SOURCE DOCUMENT ::
§ §
DNA sequence specificity of MeCP2 binding in adult mouse brain
To test whether the DNA binding specificities established in vitro and in transfected cells also apply in native tissues, we analyzed MeCP2 ChIP-seq and whole genome bisulfite (WGBS) datasets derived from adult mouse brain (references [3,26,27] and WGBS from sorted neurons and hypothalamus [this study]). CG is under-represented in the mouse genome (~4% of CX), but highly methylated (~80%), whereas CA is the most abundant CX di-nucleotide (36% of CX), but even in brain only a small fraction of CA is methylated (<2%) (Fig 3A–3C). Bisulfite analysis of neurons sorted by NeuN staining as described in reference  confirmed previous reports that CAC is the most methylated tri-nucleotide [2,8], being ~12% methylated (Fig 3C). The finding that the MeCP2 tri-nucleotide binding specificity matches the most abundantly methylated non-CG sequence in brain encourages the view that this interaction is biologically relevant.
§ §
EXERCISES TO COMPLETE ::
- A) In the passage on MeCP2 binding specificity in adult mouse brain, which tri-nucleotide is the most methylated in sorted neurons, and to what extent?
- B) Resume the passage on MeCP2 binding specificity in adult mouse brain from the end of its final sentence.

PROVIDED MATERIAL ::
§ §
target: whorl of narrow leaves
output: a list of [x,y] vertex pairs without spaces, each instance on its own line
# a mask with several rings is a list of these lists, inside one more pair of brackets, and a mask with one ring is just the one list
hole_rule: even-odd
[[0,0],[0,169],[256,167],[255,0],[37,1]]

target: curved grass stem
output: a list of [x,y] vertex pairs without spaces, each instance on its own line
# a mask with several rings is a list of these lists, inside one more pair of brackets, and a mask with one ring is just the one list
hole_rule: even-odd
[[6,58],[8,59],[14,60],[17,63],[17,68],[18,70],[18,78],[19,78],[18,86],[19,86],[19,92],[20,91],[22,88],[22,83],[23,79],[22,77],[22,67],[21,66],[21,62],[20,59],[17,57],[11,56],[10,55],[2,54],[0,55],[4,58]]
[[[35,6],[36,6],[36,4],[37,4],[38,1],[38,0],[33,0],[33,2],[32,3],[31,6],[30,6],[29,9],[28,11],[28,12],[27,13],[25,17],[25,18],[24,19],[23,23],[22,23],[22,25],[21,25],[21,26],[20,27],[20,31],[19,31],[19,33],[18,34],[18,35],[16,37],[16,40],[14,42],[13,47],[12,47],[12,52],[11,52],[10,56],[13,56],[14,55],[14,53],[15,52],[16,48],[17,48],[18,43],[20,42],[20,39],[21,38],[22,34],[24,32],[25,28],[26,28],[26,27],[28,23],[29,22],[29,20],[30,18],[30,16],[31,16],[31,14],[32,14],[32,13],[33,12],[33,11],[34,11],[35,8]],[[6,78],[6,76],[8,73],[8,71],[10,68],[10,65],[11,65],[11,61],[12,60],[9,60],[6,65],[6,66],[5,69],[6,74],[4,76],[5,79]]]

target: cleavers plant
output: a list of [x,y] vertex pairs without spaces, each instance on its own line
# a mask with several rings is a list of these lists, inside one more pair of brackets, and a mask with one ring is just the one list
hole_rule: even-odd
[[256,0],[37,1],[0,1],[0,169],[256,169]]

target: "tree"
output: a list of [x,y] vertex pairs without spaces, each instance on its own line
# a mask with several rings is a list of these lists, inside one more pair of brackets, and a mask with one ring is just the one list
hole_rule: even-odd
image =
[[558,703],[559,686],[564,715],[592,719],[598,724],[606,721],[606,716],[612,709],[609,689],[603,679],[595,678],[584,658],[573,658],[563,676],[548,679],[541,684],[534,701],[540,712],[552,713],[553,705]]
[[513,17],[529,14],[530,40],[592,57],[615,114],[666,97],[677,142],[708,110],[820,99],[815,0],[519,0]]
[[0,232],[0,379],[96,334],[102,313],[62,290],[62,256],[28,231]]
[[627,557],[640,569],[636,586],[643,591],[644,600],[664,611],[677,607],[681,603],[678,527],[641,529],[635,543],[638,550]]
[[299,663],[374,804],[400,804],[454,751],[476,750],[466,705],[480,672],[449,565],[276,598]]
§ §
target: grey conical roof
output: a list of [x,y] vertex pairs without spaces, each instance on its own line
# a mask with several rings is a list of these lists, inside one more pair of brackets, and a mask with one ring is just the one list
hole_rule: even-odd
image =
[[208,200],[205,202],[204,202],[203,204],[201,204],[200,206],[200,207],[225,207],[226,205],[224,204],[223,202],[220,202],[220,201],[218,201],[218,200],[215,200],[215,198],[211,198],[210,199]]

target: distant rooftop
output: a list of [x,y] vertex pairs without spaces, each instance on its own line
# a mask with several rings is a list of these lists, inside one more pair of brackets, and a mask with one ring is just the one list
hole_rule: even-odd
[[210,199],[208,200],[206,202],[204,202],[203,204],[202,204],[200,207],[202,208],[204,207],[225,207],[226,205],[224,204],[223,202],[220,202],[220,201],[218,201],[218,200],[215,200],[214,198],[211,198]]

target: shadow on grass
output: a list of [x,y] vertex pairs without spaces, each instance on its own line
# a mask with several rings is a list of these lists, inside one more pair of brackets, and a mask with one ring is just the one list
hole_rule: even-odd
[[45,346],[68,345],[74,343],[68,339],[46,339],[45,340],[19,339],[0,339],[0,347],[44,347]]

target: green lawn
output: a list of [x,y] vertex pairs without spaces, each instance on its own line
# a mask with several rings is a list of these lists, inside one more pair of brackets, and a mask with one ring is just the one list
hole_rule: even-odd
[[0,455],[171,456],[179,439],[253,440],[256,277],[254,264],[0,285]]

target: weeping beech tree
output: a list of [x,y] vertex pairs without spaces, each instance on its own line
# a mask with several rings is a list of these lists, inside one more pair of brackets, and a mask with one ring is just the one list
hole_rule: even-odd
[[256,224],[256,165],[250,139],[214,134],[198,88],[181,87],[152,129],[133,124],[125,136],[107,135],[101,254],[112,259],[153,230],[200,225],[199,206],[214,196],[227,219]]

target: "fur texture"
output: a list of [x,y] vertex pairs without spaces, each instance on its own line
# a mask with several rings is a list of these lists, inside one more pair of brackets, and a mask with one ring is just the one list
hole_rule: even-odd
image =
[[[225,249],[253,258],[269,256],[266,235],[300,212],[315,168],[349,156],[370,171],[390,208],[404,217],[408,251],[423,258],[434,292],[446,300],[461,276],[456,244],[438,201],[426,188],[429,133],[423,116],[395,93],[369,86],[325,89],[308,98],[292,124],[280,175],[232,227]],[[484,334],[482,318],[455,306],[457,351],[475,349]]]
§ §
ANSWERS ::
- A) CAC, at about 12% methylation.

- B)
(A) Pie chart showing CX frequencies in the mouse genome (dataset WGBS of sorted neurons from this study). (B) Pie chart showing modified (mC and hmC) CX frequencies in brain neuronal nuclei as determined by WGBS (dataset WGBS of sorted neurons from this study). (C) Mean methylation levels (%) of CXX in brain neuronal nuclei based on WGBS of sorted neurons (dataset from this study). (D) IGV browser screenshot of mCAC, mCG, MeCP2 ChIP-seq and corresponding Input DNA based on sequence reads. Data represent a 100 Mb region of chromosome 6 (datasets from [3,27]). (E) Correlation between sequence coverage of MeCP2 ChIP-seq and corresponding Input DNA in 10 kb windows. Fitting a linear model (MeCP2 ~ Input) yields a coefficient of determination of 0.84 (dataset from ). (F) As for (E) but highlighting relative depletion (4.1% of windows; green) and relative enrichment (1.7% of windows; purple). When these outliers are excluded, 90% of the variability of the MeCP2 signal in the remaining binned windows is explained by sequence bias (Input coverage) (dataset from ). (G-H) Enrichment of mCAC at summits of MeCP2 binding using ChIP-seq and WGBS datasets from matching brain regions ([3,26] (G) and  and this study (H)).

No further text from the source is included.